Keeping each line exactly as it is, output all of the records.

[[ Exercise input, beginning ]]

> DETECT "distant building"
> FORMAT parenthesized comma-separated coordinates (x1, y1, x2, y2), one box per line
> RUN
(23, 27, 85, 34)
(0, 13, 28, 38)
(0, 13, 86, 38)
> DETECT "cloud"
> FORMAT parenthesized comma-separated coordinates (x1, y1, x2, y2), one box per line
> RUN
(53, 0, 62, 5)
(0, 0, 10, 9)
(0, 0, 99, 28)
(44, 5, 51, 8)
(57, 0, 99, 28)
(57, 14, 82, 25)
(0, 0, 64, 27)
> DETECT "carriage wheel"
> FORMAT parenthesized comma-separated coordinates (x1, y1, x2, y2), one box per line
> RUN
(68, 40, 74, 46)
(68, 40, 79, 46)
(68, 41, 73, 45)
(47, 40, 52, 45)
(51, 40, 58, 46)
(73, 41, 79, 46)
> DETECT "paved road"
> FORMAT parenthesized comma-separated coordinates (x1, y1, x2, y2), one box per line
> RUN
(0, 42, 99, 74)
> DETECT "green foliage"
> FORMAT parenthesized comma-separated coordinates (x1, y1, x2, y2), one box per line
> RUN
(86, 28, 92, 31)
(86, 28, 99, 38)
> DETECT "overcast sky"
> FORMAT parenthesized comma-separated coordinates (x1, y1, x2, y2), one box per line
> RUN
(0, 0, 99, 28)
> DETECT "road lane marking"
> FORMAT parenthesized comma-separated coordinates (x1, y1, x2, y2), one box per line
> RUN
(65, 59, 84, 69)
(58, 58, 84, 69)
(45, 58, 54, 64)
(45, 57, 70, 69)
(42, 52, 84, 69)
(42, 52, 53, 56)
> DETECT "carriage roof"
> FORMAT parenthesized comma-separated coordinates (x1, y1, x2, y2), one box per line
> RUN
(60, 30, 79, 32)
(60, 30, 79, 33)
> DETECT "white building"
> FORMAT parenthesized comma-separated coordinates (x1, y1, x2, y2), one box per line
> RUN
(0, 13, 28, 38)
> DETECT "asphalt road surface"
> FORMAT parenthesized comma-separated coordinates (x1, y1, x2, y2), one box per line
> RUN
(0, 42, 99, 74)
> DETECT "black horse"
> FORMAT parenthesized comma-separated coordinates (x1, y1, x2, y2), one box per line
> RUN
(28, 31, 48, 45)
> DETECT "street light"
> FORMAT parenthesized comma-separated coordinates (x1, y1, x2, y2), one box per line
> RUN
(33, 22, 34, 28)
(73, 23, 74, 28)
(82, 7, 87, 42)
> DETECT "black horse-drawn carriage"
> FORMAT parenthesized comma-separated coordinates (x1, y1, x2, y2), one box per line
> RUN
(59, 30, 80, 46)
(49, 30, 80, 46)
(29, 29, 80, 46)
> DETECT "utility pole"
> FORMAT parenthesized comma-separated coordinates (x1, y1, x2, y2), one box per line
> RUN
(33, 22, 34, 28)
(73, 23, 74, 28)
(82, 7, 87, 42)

[[ Exercise input, end ]]

Output below
> DETECT "distant building"
> FORMAT parenthesized comma-separated coordinates (x1, y1, x2, y2), one box per line
> RUN
(23, 27, 85, 34)
(0, 13, 28, 38)
(0, 13, 86, 38)
> DETECT "cloud"
> FORMAT parenthesized comma-separated coordinates (x1, y1, x2, y2), one box per line
> RUN
(53, 0, 62, 5)
(0, 0, 10, 9)
(0, 0, 99, 28)
(44, 5, 51, 8)
(57, 0, 99, 28)
(57, 14, 82, 25)
(0, 0, 64, 27)
> DETECT "carriage wheel"
> FORMAT parenthesized comma-separated coordinates (x1, y1, x2, y2), one box per line
> RUN
(68, 40, 74, 46)
(68, 40, 79, 46)
(68, 41, 73, 45)
(47, 40, 52, 45)
(51, 40, 58, 46)
(73, 41, 79, 46)
> DETECT "paved road"
> FORMAT parenthesized comma-separated coordinates (x1, y1, x2, y2), one box per line
> RUN
(0, 42, 99, 74)
> DETECT "green foliage"
> FORMAT parenthesized comma-separated coordinates (x1, y1, x2, y2), one box per line
> RUN
(86, 28, 92, 31)
(86, 28, 99, 38)
> DETECT "overcast sky"
> FORMAT parenthesized comma-separated coordinates (x1, y1, x2, y2), one box per line
> RUN
(0, 0, 99, 28)
> DETECT "road lane marking"
> FORMAT parenthesized comma-separated coordinates (x1, y1, x2, y2), one box per line
> RUN
(65, 59, 84, 69)
(58, 58, 84, 69)
(45, 58, 54, 64)
(45, 57, 70, 69)
(42, 52, 84, 69)
(42, 52, 53, 56)
> DETECT "carriage roof"
> FORMAT parenthesized comma-separated coordinates (x1, y1, x2, y2), one box per line
> RUN
(60, 30, 79, 32)
(60, 30, 79, 33)
> DETECT "white building"
> FORMAT parenthesized comma-separated coordinates (x1, y1, x2, y2), one box per line
> RUN
(0, 13, 28, 38)
> DETECT "asphalt road surface"
> FORMAT parenthesized comma-separated coordinates (x1, y1, x2, y2), one box per line
> RUN
(0, 42, 99, 74)
> DETECT "black horse"
> FORMAT parenthesized comma-separated coordinates (x1, y1, x2, y2), one box per line
> RUN
(28, 31, 48, 45)
> DETECT "street light"
> FORMAT parenthesized comma-separated coordinates (x1, y1, x2, y2), one box per line
> RUN
(33, 22, 34, 28)
(73, 23, 74, 28)
(82, 7, 87, 42)
> DETECT "black horse-drawn carriage"
> FORMAT parenthesized comma-separated coordinates (x1, y1, x2, y2), one box per line
> RUN
(59, 30, 80, 46)
(49, 30, 80, 46)
(29, 29, 80, 46)
> DETECT "utility pole"
> FORMAT parenthesized comma-separated coordinates (x1, y1, x2, y2), one box per line
> RUN
(33, 22, 34, 28)
(73, 23, 74, 28)
(82, 7, 87, 42)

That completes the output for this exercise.